Text shown

# McCulloch 110 Chainsaw - ONE question.



## walternodelman (Aug 30, 2007)

I own a McCulloch 110 (1985 vintage) (Model 600016C) Chain Saw which works fine. I have one question. The cutting chain has too much slack. I need to LENGTHEN the BAR adjustment a quarter inch. I know about the long slot in the BAR. 

The chain BRAKE snaps on and off, and works fine.

I see one large NUT on a THREADED STUD on the side of bar location on my Yellow Mac 110.

What confuses me is that a half-inch away from that NUT, around the corner, I also see a single SCREWHEAD containing a single SLOT CUT for a screwdriver. 

Angle of the slotted screw SHAFT is 90 degrees from angle of the THREADED STUD with it’s NUT. 

WHAT is the FUNCTION OF THE SINGLE SCREW WITH SLOT, LOCATED CLOSE TO THE CHAIN BAR ? 

Do I ignore that slotted screw, when I simply loosen the BIG NUT, and reposition the Chainsaw Bar by 1 quarter-of-an-inch longer, -- lastly re-tightening the NUT solidly?

Thank you.


----------



## 30yearTech (Sep 14, 2006)

Loosen (just loose enough for the bar to move) the bar clamp nut on the cover of the chain brake assembly. Then lift the tip of the bar up, screw in a clockwise direction the screw on the front of chain brake (around the corner) this will draw the bar outwards and take up the slack in the chain. When the desired tension is achieved, tighten the nut on the bar clamp back down.


----------



## briles (Sep 10, 2007)

how much slack shoul\d there be? thanks


----------



## 30yearTech (Sep 14, 2006)

Objectives
- A) Please sum up the chainsaw thread in two sentences.
- B) Answer these questions from the chainsaw thread.
(i) What vintage is the owner's McCulloch 110?
(ii) By how much does the owner want to lengthen the bar adjustment?
(iii) In which direction does the reply say to turn the screw on the front of the chain brake?
- C) Carry on the chainsaw thread from the point where it stops.

Entries for identifying locations
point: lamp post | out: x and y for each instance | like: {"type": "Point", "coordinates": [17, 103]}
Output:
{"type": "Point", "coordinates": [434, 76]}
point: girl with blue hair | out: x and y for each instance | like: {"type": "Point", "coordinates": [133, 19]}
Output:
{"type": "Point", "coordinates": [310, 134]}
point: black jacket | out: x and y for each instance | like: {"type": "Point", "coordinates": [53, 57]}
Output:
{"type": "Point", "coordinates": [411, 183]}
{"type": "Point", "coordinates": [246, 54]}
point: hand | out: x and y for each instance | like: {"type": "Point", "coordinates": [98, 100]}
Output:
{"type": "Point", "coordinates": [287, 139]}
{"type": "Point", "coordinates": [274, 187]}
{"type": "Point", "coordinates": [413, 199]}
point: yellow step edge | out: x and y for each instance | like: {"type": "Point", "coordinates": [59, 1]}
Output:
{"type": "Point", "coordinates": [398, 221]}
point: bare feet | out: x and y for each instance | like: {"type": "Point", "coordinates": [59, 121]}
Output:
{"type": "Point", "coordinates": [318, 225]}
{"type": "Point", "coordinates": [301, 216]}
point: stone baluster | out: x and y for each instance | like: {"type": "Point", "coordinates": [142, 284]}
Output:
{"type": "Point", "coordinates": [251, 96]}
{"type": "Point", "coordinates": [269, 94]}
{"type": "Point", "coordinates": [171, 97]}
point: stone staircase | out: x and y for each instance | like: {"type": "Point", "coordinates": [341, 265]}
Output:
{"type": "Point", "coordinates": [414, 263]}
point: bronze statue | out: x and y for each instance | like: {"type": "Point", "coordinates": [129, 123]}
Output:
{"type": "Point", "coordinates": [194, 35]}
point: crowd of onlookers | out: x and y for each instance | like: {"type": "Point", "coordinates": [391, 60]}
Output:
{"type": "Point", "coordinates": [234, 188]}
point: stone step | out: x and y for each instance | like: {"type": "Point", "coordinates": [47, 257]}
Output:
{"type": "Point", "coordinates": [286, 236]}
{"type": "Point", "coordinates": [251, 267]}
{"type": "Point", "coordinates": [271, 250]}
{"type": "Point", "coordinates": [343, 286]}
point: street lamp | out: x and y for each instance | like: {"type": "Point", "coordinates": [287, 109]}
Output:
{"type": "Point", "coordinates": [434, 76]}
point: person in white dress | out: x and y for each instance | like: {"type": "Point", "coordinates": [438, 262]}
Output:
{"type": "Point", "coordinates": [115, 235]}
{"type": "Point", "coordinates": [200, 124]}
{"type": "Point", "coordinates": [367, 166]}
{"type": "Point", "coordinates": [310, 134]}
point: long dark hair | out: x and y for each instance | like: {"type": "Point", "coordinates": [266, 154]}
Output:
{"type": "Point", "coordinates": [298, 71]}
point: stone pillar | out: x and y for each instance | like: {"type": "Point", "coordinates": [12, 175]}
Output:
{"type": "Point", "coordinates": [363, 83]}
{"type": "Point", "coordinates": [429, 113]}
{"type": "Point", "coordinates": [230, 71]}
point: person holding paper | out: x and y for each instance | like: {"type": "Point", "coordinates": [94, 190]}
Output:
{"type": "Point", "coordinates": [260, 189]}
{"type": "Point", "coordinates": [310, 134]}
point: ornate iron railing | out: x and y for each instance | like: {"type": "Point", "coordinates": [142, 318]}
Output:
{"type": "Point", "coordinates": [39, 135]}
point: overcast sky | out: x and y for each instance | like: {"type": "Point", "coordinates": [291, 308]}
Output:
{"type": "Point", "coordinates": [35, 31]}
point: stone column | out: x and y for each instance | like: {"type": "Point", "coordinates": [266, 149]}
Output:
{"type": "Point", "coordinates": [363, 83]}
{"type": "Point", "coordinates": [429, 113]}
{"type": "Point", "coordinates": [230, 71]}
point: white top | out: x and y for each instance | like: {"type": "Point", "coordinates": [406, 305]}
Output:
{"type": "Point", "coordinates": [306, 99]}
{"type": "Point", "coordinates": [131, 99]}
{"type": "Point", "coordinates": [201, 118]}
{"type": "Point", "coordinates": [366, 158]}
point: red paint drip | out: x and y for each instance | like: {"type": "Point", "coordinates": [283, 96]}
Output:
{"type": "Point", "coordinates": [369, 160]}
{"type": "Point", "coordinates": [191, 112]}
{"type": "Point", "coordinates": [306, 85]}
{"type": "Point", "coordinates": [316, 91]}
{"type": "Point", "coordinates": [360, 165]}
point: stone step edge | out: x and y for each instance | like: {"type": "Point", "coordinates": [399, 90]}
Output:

Responses by task
- A) A McCulloch 110 owner whose chain has too much slack asks what a slotted screw near the bar nut does and whether to ignore it when moving the bar a quarter inch. A reply says to loosen the bar clamp nut, lift the bar tip, turn that screw clockwise to draw the bar out and take up the slack, then tighten the nut, and a later post asks how much slack there should be.

- B)
(i) 1985
(ii) A quarter inch
(iii) Clockwise

- C)
There should be little to no slack in the chain when properly adjusted. It should not be so tight as to cause the chain to bind. When properly adjusted you should be able to pull the chain by hand with little effort around the bar. 

BE SURE TO USE A GLOVE or some other kind of protection when testing the chain movement, it's very easy to cut yourself when working around the bar and chain so use caution. 

NEVER ADJUST OR TEST CHAIN TENSION WITH SAW ON OR RUNNING!


----------



## parttime (Apr 18, 2006)

NEVER ADJUST OR TEST CHAIN TENSION WITH SAW ON OR RUNNING![/QUOTE]


My friend Stubby learned that the hard way. lol


----------



## hankster (Jan 1, 1998)

If the chain has streached too far and you can not adjust the bar any further, most likely the chain is shot and should be replaced. This applies if the correct chain was used when it was first put on. If it was too long to start with you can get a tool to remove a link in the chain and get a master link to put it back together... or just have a saw shop do it for you.

You risk a broken chain if it is wore out and not replaced. A chain breaking at 10K RPM is not a pretty sight!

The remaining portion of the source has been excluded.